Problem statement:
The whole listing is to be restated, character for character.

※ ※ ※

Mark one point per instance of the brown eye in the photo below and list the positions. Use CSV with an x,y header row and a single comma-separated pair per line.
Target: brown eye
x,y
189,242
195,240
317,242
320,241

※ ※ ※

Problem solution:
Mark one point per instance of the brown eye in the photo below and list the positions. Use CSV with an x,y header row and a single comma-separated pair per line.
Target: brown eye
x,y
189,242
195,240
317,242
320,241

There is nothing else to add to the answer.